_What is needed_
Count the lines in the data below that contain the word "positive", and give only that number.

_Material for this task_
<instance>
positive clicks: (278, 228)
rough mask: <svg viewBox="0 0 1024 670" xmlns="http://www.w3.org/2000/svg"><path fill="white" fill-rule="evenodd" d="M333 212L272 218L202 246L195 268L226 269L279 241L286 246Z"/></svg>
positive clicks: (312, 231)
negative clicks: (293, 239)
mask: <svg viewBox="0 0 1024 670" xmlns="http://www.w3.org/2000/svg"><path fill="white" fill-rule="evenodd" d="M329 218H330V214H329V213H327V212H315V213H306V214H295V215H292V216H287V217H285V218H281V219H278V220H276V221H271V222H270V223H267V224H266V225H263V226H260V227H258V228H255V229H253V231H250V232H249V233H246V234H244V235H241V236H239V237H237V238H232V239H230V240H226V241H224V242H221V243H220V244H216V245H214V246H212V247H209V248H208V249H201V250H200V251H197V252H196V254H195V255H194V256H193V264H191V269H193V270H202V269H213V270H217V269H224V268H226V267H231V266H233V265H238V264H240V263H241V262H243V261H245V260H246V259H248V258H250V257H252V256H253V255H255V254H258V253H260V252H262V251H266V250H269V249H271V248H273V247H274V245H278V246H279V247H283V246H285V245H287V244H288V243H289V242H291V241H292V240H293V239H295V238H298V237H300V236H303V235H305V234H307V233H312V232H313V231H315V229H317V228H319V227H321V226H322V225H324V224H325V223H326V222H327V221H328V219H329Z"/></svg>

_Exercise solution_
2